__Work to complete__
Extract each line of the listing below that contains the string "pixels".

Records of labeled regions:
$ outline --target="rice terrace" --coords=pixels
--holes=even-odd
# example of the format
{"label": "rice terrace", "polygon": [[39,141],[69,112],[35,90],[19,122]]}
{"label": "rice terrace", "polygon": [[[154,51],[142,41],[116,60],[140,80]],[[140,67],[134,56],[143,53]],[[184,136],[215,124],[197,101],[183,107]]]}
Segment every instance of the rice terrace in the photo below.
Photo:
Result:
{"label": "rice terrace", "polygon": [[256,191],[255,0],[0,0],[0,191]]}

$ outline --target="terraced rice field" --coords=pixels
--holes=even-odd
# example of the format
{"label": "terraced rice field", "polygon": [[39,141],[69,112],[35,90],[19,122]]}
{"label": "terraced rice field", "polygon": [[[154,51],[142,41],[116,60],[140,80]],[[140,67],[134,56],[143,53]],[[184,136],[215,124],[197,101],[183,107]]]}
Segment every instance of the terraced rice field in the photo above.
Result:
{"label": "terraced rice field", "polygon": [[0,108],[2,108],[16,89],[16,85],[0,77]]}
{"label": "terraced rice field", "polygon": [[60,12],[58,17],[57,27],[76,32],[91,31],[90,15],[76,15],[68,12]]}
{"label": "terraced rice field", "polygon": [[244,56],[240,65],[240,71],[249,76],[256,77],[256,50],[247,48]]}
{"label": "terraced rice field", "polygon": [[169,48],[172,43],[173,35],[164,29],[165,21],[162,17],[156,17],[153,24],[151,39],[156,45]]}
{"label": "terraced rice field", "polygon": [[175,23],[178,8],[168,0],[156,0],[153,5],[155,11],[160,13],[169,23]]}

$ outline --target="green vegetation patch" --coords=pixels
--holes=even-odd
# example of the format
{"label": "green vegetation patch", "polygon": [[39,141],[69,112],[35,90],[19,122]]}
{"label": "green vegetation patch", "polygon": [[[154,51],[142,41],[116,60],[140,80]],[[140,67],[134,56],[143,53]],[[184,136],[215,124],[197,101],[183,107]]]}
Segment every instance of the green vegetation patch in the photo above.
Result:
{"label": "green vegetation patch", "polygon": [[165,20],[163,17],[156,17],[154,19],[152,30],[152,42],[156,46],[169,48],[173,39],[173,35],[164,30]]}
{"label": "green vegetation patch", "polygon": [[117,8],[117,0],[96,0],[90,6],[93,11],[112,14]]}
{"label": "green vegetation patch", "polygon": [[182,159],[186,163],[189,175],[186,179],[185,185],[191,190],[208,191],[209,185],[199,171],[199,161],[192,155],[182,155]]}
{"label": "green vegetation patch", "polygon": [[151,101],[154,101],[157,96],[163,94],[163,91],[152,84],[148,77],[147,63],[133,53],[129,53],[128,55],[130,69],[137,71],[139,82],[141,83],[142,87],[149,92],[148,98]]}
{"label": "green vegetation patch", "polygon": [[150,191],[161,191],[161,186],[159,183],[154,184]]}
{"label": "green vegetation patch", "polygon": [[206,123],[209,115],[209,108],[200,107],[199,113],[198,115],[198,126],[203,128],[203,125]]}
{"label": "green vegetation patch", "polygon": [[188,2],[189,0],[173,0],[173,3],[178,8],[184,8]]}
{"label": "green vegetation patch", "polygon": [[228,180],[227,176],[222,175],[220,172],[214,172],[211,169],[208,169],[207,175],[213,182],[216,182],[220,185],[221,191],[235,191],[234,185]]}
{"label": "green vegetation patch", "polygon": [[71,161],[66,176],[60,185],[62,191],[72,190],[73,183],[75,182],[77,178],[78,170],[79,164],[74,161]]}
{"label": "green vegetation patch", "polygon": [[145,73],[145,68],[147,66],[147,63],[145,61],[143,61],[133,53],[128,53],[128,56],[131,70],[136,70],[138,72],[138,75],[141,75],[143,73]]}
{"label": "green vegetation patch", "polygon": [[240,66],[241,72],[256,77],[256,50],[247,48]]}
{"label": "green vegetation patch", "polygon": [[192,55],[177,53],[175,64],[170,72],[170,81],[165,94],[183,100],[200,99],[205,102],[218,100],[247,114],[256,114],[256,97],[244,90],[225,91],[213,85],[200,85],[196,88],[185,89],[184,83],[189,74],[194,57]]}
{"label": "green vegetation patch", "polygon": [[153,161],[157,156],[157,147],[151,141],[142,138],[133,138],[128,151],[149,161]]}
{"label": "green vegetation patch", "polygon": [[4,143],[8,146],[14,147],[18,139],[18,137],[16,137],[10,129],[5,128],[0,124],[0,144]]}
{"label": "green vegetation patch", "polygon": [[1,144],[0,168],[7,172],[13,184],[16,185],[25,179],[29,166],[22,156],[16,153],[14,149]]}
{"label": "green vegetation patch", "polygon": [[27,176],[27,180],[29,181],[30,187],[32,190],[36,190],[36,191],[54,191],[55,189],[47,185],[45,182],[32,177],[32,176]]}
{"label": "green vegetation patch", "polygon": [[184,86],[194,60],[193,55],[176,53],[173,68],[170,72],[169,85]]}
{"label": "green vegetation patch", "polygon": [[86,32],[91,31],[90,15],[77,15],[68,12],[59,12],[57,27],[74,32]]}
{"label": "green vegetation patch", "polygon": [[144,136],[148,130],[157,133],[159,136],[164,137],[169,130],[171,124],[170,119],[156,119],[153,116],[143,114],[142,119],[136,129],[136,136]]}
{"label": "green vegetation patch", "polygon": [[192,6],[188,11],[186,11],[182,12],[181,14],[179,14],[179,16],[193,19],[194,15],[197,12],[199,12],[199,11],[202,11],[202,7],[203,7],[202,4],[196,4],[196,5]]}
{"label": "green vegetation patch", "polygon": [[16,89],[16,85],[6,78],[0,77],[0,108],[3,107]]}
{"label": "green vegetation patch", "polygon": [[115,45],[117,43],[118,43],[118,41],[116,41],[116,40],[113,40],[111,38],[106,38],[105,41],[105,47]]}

__Answer to this exercise__
$ outline --target="rice terrace" --coords=pixels
$ outline --target="terraced rice field" --coords=pixels
$ outline --target="green vegetation patch" --coords=pixels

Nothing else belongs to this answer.